EXERCISE: Gather each line containing the string "sign" from these entries.

(Region pointing data)
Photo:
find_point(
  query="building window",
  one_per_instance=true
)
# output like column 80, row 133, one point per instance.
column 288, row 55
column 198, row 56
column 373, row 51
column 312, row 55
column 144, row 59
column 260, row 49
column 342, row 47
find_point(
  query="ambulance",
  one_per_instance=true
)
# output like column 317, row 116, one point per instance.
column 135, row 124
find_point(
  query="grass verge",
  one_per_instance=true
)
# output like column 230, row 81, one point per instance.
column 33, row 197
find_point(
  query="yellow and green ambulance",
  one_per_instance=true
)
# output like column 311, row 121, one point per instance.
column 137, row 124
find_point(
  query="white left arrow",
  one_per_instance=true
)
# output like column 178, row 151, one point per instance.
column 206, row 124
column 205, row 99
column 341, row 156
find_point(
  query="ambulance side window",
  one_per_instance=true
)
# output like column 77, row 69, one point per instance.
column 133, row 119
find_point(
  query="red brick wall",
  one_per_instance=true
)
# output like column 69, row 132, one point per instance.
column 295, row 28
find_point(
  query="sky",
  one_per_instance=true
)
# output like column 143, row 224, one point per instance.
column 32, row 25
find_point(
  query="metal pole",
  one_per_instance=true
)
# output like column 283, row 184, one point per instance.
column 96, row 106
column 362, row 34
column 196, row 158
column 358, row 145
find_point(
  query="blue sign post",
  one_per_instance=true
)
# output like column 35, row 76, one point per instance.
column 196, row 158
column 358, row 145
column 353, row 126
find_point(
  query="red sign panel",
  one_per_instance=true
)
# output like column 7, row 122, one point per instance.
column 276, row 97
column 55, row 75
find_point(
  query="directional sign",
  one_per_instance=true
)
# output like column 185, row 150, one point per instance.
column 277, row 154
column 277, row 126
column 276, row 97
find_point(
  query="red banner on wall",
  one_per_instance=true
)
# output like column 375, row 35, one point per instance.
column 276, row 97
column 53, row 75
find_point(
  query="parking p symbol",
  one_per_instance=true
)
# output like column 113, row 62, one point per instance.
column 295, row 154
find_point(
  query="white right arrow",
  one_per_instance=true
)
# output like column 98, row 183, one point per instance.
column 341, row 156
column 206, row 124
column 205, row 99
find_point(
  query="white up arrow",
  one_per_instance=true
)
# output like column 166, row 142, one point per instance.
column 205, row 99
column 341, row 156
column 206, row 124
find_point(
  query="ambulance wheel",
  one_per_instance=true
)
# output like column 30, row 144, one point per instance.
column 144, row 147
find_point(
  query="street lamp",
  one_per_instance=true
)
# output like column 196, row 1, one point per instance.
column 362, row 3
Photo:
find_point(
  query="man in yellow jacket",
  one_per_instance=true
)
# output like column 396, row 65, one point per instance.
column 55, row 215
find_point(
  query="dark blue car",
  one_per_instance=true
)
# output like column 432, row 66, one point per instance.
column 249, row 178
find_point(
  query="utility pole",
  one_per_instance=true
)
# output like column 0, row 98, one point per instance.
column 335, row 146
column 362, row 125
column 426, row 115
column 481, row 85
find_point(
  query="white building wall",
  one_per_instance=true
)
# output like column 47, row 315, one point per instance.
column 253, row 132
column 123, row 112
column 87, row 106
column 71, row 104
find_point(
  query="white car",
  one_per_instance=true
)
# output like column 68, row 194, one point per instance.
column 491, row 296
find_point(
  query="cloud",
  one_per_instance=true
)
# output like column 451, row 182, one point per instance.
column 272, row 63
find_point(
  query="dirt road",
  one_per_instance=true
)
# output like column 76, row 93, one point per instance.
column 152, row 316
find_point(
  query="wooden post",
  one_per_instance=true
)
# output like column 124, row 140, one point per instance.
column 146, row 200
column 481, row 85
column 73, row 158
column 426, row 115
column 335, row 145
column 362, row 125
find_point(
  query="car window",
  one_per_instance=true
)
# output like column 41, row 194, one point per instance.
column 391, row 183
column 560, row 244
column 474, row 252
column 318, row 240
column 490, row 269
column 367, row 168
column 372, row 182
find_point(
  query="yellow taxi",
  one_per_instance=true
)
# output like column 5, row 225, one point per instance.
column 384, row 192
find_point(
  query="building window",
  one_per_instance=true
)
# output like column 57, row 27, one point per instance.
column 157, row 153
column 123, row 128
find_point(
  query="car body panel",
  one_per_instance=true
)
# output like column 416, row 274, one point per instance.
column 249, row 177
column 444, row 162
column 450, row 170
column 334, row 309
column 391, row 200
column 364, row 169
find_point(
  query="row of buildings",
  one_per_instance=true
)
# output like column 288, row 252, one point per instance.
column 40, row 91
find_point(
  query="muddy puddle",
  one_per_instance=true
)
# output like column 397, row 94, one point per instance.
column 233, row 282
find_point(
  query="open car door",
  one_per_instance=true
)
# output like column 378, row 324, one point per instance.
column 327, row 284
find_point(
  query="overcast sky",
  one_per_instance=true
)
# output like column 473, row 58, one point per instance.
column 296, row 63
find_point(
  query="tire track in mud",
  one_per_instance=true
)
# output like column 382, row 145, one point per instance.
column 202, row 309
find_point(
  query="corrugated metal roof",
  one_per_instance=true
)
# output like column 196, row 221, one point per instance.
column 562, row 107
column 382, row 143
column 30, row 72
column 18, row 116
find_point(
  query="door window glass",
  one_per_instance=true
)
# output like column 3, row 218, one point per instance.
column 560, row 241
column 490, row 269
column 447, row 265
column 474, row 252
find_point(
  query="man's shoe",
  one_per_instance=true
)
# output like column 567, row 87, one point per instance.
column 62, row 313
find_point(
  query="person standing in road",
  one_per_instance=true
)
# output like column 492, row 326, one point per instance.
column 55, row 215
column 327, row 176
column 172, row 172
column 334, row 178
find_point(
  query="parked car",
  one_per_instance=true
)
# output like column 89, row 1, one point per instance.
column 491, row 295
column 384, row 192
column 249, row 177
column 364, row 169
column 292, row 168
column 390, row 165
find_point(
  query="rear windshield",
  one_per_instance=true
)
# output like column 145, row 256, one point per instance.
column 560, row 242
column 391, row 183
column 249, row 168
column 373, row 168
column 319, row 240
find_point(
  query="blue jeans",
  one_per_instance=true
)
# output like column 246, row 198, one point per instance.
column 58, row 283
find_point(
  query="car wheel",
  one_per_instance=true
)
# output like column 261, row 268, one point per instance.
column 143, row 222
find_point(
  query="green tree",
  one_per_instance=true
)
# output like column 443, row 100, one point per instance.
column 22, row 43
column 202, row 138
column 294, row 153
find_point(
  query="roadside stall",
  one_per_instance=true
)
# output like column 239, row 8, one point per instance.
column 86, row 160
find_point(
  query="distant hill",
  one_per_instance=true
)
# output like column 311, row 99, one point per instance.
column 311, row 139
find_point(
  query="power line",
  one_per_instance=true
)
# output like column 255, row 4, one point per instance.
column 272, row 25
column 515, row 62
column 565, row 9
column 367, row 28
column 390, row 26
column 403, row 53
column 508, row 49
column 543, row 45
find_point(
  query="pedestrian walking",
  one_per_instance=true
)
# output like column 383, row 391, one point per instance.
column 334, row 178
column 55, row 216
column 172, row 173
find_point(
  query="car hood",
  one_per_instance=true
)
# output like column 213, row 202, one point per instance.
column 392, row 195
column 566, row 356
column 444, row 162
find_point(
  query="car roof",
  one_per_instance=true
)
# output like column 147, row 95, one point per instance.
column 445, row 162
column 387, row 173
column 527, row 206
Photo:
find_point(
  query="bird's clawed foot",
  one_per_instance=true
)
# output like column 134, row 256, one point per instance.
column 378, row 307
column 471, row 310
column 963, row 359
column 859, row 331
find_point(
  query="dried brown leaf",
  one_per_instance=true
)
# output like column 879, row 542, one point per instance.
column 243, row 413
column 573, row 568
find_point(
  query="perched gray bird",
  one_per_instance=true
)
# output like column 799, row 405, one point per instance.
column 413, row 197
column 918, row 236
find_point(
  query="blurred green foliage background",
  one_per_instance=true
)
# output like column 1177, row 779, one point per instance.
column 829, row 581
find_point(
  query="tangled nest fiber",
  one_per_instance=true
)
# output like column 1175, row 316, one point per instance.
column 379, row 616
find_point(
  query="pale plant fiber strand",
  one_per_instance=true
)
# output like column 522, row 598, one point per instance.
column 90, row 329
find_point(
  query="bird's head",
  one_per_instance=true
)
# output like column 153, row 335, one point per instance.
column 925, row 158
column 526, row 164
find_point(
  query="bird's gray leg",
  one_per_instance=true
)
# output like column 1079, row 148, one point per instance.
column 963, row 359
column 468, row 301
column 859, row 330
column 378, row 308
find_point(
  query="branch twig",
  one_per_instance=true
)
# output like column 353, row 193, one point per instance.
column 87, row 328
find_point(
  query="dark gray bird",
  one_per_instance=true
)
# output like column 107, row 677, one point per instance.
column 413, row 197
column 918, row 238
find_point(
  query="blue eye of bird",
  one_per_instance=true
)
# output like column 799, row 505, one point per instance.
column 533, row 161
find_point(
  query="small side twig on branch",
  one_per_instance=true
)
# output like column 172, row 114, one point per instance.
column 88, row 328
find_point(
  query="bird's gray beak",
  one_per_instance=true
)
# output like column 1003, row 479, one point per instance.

EXERCISE SOLUTION:
  query="blue sign post",
  query="red sign panel",
  query="directional sign",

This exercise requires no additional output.